**SOURCE PASSAGE**
"""
Your image keeps everything it had; we just add sshd, sudo, and the cosplay entrypoint on top — usually ~200 MB of layers. Requires the base to be Ubuntu/Debian-derived (we use apt).

Option 2: use your image directly, no rebuild

gpu-cosplay up 3090 --image my-org/pytorch:v3

When --image is anything other than gpu-cosplay:latest, we run in BYO mode:

  • The entrypoint and inject helper are bind-mounted into the container at /opt/gpu-cosplay/.
  • User creation, env baking, and workspace ownership still work.
  • If your image has sshd, full SSH access is wired up.
  • If your image doesn't have sshd (most DL images don't), gpu-cosplay ssh transparently falls back to docker exec. Everything else is unchanged.

This is the lowest-friction path when your image already has the runtime you want. You don't need to rebuild anything.

Option 3: a custom base CUDA tag

If you just want a different CUDA version under the default cosplay layers:

gpu-cosplay build --cuda-tag 12.4.1-cudnn-devel-ubuntu22.04
gpu-cosplay build --cuda-tag 12.6.3-base-ubuntu24.04   # lean, no cuDNN
gpu-cosplay build --cuda-tag 11.8.0-cudnn8-devel-ubuntu22.04

This is a shortcut for --base nvidia/cuda:<TAG>. Any tag from hub.docker.com/r/nvidia/cuda works.
"""
**PROMPT 1**
Update part of the gpu-cosplay instructions, beginning at the words "gpu-cosplay up 3090" and stopping after "else is unchanged.", with "BYO mode" changed to "bring-your-own mode".
**PROMPT 2**
List every CUDA tag passed to --cuda-tag in the gpu-cosplay instructions.

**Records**
"""
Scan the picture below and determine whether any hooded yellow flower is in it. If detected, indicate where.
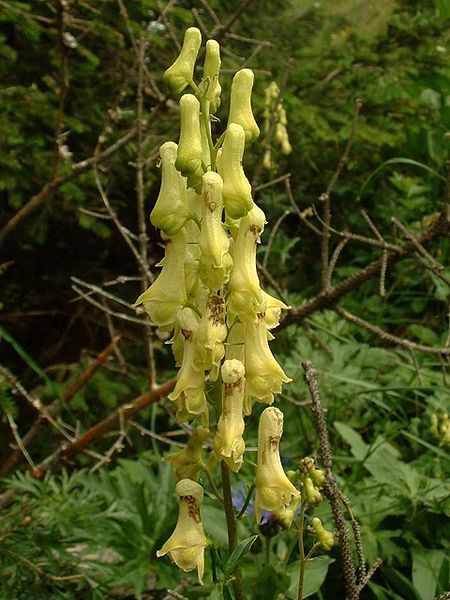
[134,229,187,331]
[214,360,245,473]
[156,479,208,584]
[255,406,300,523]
"""
"""
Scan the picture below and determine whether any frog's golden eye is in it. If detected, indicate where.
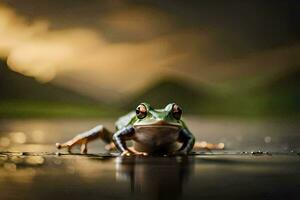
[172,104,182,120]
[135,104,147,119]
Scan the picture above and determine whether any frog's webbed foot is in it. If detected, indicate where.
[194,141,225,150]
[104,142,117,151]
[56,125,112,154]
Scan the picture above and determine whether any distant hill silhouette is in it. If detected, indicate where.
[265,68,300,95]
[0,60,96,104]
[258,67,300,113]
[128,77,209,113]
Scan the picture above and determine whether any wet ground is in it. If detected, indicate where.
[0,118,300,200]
"""
"""
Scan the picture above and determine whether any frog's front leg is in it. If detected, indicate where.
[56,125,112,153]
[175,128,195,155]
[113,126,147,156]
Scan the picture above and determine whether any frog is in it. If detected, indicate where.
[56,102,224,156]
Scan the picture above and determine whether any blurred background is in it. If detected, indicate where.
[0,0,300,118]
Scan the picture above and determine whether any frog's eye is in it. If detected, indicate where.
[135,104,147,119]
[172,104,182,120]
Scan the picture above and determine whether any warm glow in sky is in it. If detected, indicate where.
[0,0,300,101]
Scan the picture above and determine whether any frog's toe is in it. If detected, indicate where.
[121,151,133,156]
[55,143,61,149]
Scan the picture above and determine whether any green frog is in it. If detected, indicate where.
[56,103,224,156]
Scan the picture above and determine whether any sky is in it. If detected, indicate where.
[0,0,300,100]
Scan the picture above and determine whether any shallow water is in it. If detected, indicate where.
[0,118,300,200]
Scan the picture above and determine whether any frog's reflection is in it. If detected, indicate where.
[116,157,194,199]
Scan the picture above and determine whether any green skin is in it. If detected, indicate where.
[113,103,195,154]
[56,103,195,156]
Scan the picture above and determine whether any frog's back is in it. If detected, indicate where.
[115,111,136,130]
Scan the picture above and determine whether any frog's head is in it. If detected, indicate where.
"""
**ANSWER 1**
gpu-cosplay up 3090 --image my-org/pytorch:v3

When --image is anything other than gpu-cosplay:latest, we run in bring-your-own mode:

  • The entrypoint and inject helper are bind-mounted into the container at /opt/gpu-cosplay/.
  • User creation, env baking, and workspace ownership still work.
  • If your image has sshd, full SSH access is wired up.
  • If your image doesn't have sshd (most DL images don't), gpu-cosplay ssh transparently falls back to docker exec. Everything else is unchanged.

**ANSWER 2**
12.4.1-cudnn-devel-ubuntu22.04
12.6.3-base-ubuntu24.04
11.8.0-cudnn8-devel-ubuntu22.04